◆ **What is being asked**: In the coin-collecting conversation, what does the speaker say Smirnoff has a line of that can be collected?

I had a woman say that she was really in touch with her religion. Even better. Countless people collect coins related to different religious things. I had a girl at college say, "I just love getting wasted on the weekends." I said, "Great. Smirnoff has a line of tokens that you can collect." You know, Smirnoff vodka. You put it on the bump and you spin it around on the bump and the arrow points to who pays for the round of drinks, right? No matter what your interest is, there is something for you. So that's how you build that social connection as well, is that it actually does tie to something. You're basically talking about their interests in a numismatic lens. And they find that...I find really quite exciting.

GREG BENNICK: I love that. John Kraljevich and I were talking the other night about how it's really all about the story. It's about the story behind the coin.

KELLEN HOARD: He captured that story so well.

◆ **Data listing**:
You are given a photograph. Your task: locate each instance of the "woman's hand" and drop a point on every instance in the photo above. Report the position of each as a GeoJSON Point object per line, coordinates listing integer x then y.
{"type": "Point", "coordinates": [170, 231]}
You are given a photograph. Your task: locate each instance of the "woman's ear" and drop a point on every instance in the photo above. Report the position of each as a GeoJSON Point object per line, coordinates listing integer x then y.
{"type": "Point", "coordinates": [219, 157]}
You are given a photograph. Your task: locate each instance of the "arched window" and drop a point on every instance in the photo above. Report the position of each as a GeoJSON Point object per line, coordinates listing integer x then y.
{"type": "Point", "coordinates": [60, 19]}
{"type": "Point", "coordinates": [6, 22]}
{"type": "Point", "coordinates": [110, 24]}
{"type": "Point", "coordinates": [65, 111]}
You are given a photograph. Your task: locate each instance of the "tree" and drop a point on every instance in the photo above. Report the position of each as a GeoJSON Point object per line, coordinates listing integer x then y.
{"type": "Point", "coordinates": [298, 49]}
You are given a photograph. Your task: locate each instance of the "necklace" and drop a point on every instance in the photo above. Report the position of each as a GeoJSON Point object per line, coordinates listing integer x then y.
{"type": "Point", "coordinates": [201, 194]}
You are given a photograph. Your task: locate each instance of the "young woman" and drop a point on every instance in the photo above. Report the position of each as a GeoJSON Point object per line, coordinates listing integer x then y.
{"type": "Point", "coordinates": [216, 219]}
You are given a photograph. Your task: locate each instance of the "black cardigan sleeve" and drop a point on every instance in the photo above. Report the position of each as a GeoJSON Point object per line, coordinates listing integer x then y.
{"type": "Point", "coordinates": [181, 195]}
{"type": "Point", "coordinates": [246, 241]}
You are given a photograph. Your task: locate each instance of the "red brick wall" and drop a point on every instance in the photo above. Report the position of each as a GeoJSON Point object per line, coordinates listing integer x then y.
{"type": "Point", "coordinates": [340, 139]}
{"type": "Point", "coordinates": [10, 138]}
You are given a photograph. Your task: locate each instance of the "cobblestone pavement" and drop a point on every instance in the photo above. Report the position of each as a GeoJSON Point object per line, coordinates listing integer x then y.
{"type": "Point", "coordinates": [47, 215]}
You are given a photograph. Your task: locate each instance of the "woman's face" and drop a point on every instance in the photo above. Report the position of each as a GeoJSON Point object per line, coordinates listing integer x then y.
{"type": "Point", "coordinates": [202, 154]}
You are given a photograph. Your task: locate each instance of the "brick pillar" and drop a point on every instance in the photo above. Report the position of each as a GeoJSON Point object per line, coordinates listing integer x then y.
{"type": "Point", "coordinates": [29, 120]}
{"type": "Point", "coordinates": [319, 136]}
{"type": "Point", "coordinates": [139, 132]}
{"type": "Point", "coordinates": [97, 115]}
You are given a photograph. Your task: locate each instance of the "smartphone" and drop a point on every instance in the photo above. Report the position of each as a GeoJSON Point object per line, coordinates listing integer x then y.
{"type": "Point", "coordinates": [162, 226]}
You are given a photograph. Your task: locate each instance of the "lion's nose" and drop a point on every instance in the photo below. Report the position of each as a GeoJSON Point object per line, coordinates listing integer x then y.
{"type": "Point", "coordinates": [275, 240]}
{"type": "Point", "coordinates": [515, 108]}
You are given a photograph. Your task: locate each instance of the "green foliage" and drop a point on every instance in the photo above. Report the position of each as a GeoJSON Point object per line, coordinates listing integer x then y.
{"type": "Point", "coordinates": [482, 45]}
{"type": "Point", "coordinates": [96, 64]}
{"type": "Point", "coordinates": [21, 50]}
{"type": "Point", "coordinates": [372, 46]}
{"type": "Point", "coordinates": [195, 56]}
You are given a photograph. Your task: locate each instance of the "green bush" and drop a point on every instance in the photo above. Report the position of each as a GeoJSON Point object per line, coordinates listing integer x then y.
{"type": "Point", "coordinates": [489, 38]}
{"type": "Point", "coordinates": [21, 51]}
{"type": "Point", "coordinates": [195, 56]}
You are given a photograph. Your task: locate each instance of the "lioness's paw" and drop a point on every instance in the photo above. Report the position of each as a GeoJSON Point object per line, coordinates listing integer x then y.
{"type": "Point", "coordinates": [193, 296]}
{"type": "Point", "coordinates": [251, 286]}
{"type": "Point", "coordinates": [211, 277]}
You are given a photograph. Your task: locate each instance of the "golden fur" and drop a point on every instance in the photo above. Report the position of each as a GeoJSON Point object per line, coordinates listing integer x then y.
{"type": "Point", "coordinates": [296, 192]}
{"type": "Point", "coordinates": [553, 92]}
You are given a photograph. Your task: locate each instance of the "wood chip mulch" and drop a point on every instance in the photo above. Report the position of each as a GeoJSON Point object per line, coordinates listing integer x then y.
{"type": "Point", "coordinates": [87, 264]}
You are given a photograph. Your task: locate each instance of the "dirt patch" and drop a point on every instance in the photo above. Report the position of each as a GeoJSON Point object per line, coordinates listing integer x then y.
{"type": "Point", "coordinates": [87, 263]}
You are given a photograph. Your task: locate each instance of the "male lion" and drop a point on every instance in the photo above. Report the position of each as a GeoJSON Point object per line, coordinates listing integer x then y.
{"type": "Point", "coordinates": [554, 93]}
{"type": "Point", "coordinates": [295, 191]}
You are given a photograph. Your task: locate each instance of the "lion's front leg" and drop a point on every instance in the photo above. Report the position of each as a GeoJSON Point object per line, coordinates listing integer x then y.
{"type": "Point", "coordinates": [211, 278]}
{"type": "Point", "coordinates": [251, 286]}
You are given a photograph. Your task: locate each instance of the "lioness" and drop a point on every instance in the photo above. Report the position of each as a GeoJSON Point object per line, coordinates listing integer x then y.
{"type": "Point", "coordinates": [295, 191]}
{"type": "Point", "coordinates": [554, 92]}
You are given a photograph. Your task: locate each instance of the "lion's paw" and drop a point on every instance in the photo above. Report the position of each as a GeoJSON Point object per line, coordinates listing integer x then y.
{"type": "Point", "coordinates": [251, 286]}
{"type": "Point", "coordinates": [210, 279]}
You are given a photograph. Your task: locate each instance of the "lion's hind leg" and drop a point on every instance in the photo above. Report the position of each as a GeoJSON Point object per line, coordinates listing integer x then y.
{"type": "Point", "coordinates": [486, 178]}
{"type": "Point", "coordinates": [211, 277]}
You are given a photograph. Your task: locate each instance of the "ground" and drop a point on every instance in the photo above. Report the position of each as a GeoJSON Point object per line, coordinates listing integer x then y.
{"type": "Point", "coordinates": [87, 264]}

◆ **Finished answer**: Tokens.